What is expected: Within the data that follows, set down exactly the lines from the one containing "Target: weed" through the one containing "Target: purple flower", both ends included.

Supplied data:
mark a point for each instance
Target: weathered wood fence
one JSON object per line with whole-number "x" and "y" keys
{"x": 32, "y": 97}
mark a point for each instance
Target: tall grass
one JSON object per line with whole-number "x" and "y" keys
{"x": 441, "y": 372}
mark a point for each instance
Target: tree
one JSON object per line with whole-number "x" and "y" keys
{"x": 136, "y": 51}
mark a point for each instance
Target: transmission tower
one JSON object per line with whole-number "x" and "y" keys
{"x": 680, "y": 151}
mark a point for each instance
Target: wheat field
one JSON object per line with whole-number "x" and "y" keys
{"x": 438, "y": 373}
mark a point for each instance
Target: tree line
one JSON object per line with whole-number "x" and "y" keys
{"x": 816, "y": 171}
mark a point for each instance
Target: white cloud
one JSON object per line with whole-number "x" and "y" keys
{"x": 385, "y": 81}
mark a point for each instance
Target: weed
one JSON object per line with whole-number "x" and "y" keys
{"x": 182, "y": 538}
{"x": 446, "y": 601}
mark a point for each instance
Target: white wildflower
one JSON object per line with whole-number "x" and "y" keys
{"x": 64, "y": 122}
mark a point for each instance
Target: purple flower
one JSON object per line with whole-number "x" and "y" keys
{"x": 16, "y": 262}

Result below:
Target: weed
one JSON object per line with whole-number "x" and "y" keys
{"x": 182, "y": 538}
{"x": 446, "y": 601}
mark a point for each instance
Target: white wildflower
one JSON object per line with whole-number "x" and "y" keys
{"x": 64, "y": 122}
mark a point for each instance
Target: purple flower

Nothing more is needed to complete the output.